┌─ RECORDS TO PROCESS
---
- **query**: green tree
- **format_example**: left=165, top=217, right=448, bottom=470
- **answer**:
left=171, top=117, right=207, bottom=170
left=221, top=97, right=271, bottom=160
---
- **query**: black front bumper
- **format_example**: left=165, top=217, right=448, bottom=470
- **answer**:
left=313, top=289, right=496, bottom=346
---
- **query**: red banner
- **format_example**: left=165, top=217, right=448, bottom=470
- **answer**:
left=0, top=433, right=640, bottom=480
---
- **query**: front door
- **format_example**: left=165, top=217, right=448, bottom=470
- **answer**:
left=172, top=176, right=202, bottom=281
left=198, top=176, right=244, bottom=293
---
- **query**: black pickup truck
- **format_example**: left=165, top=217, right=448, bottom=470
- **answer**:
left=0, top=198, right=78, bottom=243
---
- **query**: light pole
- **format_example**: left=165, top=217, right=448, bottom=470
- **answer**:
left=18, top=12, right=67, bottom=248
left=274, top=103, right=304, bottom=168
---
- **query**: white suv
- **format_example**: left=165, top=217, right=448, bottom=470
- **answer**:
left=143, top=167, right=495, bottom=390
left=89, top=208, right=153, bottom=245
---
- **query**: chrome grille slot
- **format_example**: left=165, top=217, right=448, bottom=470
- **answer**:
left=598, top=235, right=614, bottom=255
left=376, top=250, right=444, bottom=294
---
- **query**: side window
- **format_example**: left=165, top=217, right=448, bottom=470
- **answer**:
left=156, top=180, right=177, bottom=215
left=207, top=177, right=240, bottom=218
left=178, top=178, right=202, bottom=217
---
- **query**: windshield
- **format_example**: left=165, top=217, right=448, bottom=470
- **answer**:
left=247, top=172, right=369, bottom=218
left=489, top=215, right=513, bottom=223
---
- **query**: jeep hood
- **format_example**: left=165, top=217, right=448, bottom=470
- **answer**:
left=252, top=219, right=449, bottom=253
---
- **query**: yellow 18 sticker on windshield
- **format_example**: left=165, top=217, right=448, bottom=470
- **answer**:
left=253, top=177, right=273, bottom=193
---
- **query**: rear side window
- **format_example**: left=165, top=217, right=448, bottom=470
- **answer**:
└─
__WHAT YOU SHOULD DO__.
Could you copy out the records verbatim, starting from their first line and ending with the line that contains "left=198, top=176, right=244, bottom=293", including that line?

__SOLVED EXERCISE__.
---
- **query**: green tree
- **format_example**: left=165, top=217, right=448, bottom=470
- **answer**:
left=171, top=117, right=207, bottom=170
left=221, top=97, right=271, bottom=160
---
- **query**: black front bumper
- **format_example**: left=165, top=217, right=448, bottom=470
- **answer**:
left=313, top=289, right=496, bottom=346
---
- **query**: red banner
- **format_example**: left=165, top=217, right=448, bottom=470
- **answer**:
left=0, top=433, right=640, bottom=480
---
- **query**: front door
- **format_example**: left=165, top=217, right=448, bottom=470
- **answer**:
left=172, top=176, right=202, bottom=281
left=198, top=176, right=244, bottom=293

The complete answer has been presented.